Dataset entries
☆ ☆ ☆ ☆ ☆
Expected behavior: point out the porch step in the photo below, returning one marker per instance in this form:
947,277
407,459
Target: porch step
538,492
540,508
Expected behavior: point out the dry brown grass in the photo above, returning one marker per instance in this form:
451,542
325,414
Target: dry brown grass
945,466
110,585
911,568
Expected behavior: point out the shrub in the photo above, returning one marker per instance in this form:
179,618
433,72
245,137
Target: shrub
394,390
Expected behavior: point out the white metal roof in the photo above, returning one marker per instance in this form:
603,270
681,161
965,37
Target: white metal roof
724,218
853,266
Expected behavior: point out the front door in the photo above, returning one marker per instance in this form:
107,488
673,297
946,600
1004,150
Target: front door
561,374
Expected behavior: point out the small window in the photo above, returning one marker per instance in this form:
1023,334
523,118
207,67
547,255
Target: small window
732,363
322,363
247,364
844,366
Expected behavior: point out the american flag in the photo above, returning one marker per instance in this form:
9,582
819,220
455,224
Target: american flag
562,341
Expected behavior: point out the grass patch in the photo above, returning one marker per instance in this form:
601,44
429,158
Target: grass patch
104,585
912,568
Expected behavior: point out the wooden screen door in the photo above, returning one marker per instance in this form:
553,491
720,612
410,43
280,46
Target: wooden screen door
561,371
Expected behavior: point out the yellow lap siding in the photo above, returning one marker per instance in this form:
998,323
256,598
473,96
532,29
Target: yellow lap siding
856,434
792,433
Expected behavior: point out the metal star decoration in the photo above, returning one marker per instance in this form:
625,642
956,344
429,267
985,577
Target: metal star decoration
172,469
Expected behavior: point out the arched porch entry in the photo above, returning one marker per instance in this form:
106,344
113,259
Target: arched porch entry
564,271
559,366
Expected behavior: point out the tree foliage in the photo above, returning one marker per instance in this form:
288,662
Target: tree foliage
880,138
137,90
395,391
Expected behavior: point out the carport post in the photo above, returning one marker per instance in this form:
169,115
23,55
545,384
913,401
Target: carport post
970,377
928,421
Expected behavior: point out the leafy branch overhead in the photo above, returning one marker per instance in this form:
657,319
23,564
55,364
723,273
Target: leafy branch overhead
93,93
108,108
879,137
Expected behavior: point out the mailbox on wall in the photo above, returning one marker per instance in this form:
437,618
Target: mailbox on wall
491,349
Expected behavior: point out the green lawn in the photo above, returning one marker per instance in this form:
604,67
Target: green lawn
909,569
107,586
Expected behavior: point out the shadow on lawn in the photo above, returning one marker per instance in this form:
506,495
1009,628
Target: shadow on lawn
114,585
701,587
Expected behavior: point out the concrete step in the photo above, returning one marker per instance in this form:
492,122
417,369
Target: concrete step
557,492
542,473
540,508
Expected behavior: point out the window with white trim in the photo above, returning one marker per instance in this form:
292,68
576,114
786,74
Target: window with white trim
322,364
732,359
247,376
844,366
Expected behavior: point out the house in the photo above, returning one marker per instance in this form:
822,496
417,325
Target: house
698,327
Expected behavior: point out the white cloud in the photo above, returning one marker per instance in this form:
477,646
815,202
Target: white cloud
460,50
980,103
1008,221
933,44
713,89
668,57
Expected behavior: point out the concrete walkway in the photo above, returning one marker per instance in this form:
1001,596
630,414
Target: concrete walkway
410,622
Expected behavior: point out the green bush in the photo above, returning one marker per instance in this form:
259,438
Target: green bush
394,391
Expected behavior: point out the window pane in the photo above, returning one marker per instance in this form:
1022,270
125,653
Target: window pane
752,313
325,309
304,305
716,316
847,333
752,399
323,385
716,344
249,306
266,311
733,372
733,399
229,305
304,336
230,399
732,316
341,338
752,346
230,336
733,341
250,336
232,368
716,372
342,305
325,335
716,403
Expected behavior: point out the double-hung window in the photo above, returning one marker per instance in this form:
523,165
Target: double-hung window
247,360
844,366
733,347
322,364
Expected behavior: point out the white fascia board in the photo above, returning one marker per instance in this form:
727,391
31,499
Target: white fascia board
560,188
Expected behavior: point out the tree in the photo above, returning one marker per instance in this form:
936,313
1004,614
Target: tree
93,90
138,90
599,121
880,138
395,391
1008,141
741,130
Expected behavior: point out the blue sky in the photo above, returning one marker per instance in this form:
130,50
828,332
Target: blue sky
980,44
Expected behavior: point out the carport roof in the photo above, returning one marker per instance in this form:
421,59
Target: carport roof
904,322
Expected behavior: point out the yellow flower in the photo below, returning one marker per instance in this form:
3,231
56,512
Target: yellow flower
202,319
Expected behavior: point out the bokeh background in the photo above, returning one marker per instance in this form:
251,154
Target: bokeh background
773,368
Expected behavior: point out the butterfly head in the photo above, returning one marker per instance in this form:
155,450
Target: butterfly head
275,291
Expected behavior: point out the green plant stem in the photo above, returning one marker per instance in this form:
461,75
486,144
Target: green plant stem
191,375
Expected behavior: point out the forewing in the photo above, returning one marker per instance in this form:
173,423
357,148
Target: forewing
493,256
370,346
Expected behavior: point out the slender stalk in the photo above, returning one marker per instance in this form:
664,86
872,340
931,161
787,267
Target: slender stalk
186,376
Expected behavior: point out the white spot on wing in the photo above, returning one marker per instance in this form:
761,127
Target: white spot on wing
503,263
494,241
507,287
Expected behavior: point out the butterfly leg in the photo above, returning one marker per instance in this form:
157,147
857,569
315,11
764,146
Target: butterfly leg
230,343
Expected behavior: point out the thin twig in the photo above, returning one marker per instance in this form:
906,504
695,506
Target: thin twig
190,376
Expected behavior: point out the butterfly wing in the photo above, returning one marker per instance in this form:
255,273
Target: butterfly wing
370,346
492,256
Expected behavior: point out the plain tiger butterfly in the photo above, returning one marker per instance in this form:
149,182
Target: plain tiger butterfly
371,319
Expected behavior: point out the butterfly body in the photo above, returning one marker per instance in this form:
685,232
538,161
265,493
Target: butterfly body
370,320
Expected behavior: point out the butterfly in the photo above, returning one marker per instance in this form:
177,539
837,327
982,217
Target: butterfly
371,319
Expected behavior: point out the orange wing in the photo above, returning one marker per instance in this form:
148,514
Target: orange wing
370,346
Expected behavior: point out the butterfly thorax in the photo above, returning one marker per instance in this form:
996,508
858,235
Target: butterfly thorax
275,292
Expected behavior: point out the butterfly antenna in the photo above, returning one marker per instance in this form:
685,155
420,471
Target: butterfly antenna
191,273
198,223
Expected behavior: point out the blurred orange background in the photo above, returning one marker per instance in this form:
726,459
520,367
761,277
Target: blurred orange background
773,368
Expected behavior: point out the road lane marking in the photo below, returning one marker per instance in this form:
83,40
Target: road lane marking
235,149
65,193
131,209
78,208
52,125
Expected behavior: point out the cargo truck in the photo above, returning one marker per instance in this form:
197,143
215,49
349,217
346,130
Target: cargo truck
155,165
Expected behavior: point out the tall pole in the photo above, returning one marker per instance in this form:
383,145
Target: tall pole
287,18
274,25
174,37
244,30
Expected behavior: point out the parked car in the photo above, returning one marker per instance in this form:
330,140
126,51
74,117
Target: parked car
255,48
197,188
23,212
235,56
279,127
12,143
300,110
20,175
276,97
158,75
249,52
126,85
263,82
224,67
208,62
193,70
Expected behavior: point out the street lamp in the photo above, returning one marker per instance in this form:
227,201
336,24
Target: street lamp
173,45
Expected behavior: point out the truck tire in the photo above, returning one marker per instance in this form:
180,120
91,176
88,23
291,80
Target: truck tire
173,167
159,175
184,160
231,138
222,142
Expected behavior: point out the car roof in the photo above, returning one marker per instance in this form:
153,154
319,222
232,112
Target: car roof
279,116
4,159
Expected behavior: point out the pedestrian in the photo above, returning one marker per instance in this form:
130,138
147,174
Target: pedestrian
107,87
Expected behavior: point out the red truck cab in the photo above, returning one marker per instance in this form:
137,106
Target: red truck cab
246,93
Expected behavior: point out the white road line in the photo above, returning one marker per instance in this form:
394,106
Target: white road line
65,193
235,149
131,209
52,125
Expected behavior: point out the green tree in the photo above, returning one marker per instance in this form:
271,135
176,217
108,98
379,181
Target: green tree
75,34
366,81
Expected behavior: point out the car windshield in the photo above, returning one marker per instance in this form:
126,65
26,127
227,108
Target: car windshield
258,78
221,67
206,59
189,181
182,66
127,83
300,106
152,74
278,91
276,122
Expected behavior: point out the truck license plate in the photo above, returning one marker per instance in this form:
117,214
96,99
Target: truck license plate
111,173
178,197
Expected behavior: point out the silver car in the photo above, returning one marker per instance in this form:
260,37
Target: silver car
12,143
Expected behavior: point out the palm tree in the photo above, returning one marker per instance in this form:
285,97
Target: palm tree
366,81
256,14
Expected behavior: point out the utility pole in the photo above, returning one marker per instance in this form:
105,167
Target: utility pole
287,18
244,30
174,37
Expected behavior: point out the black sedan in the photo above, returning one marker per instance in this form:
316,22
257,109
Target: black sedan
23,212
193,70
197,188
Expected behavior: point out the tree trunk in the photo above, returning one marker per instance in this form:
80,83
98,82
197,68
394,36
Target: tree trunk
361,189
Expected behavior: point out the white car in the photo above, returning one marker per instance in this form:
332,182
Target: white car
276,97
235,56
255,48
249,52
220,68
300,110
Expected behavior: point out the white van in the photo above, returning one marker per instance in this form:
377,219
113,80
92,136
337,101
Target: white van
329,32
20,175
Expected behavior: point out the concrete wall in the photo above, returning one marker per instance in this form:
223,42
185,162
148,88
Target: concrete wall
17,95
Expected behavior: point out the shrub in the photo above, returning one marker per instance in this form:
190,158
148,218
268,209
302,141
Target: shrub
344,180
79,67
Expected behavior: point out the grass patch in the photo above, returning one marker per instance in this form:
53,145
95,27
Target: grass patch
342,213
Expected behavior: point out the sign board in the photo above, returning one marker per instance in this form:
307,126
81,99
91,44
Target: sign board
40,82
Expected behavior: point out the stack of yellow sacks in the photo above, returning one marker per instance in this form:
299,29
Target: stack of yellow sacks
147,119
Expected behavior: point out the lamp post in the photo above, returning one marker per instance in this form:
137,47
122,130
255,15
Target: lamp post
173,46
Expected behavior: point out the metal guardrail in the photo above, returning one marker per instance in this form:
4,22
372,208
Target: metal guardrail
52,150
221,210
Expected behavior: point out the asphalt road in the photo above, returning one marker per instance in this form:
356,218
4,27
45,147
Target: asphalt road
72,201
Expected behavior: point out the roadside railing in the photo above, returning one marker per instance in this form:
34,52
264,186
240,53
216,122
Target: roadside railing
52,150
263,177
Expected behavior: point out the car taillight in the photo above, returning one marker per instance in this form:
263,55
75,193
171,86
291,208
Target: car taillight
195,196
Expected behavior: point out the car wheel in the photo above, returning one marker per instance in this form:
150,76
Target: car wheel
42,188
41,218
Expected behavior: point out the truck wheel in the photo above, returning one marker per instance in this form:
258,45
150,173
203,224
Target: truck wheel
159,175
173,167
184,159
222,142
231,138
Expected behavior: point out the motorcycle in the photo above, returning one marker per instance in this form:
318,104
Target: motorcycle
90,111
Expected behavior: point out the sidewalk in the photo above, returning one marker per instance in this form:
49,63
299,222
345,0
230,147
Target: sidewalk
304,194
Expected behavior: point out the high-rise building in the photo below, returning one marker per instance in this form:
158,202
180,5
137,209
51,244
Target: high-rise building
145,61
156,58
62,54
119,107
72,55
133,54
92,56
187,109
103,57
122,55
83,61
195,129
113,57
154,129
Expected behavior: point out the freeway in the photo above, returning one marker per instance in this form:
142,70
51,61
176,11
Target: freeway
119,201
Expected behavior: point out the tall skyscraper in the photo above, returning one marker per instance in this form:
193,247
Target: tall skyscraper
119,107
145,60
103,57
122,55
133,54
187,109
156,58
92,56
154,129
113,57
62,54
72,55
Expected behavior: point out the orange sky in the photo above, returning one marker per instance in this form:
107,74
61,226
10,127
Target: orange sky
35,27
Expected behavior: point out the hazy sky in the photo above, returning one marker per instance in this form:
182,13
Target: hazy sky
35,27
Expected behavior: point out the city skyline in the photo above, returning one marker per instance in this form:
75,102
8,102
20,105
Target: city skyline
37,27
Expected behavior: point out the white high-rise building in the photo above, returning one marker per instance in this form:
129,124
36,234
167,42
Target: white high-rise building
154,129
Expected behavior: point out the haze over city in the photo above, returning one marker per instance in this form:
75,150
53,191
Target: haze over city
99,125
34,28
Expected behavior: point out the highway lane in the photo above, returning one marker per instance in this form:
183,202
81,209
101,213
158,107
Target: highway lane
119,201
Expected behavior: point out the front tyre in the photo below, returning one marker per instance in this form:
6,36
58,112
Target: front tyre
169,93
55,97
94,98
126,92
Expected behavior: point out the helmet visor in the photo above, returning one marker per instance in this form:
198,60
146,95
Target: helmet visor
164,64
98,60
☆ ☆ ☆ ☆ ☆
> **AIM OF THE TASK**: Scan the records above for the string "below", then copy each line where it turns up.

> **RESULT OF THIS TASK**:
Expected behavior: point out the porch step in the photo below, returning one marker per instance in this form:
Expected behavior: point out the yellow flower in the photo below, returning one marker per instance in this form:
Expected behavior: point out the road lane marking in the photo below, returning one marker per instance in this form:
Expected behavior: point out the high-rise building in the photo below, returning one marker per instance in this form:
Expected behavior: point out the front tyre in the photo below, returning one marker per instance in this form:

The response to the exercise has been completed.